*Work to be completed*: Look for "negative" in the records and copy every line that has it.

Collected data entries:
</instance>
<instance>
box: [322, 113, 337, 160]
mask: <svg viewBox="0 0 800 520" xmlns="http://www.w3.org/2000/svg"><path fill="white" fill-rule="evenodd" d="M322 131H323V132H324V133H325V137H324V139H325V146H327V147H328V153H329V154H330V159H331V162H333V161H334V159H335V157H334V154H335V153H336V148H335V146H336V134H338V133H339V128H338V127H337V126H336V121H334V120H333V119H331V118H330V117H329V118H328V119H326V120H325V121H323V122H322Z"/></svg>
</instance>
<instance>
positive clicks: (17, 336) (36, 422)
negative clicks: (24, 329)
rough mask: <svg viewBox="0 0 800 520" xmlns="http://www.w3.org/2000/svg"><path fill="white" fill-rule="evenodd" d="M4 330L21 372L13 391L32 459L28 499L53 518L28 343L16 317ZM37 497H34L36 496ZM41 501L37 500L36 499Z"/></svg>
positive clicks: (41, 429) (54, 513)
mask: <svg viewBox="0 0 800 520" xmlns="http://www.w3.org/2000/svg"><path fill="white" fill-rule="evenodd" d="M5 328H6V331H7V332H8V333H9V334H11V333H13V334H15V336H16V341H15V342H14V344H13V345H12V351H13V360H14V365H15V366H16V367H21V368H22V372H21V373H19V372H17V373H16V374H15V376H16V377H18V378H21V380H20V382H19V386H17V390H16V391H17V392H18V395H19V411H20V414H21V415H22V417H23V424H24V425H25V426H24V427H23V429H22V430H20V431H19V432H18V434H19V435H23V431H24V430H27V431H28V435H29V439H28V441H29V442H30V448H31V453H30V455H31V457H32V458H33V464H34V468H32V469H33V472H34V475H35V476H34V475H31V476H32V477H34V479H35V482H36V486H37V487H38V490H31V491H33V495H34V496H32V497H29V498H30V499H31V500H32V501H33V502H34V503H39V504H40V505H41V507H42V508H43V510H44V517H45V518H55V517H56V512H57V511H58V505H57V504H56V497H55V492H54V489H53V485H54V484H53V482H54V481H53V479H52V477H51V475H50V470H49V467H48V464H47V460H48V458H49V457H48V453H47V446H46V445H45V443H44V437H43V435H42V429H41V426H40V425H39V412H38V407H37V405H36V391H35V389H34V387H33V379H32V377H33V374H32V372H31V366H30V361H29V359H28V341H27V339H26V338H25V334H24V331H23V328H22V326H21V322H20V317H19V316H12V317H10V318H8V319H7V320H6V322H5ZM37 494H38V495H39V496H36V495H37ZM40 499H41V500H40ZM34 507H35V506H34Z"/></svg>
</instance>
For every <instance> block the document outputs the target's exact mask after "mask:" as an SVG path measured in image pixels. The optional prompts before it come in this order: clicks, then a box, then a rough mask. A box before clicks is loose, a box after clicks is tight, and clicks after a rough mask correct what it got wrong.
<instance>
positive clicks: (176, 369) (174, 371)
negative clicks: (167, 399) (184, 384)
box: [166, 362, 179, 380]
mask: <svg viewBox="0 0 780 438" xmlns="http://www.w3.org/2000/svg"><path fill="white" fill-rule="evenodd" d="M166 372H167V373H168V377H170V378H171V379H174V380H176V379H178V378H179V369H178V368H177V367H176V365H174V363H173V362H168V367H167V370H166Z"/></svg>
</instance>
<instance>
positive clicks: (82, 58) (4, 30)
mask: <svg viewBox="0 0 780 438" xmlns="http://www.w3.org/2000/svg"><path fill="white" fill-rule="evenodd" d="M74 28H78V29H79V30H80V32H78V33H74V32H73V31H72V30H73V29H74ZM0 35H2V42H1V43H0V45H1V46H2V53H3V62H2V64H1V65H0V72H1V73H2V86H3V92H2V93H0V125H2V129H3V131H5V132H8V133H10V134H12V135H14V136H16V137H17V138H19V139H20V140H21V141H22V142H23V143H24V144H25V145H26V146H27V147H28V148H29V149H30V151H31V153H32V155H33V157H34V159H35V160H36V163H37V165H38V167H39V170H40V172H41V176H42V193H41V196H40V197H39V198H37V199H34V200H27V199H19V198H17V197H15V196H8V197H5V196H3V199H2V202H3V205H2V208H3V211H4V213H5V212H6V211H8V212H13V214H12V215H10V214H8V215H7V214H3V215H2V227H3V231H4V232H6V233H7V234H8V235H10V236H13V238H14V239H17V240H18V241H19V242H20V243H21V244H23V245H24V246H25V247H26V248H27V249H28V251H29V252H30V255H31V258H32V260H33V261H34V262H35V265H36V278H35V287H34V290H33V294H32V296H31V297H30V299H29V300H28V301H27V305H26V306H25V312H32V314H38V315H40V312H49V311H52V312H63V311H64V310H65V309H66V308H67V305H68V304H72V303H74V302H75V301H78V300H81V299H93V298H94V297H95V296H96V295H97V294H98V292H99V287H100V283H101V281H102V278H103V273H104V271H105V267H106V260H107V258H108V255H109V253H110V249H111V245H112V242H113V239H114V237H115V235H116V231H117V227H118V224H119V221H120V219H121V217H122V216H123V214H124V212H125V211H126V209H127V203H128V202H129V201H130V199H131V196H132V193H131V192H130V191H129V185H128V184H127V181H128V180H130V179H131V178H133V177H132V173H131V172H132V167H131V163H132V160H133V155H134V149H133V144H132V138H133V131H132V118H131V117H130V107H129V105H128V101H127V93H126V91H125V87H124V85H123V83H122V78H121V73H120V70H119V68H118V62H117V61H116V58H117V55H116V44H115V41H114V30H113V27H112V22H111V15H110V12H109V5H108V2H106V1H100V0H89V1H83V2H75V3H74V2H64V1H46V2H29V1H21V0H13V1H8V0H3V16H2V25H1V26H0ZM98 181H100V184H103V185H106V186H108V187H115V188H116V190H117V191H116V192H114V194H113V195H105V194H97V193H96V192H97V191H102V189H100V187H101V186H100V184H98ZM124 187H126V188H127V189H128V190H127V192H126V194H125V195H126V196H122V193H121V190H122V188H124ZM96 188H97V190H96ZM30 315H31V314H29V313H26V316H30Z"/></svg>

*Exercise response*:
negative clicks: (24, 329)
negative clicks: (167, 399) (184, 384)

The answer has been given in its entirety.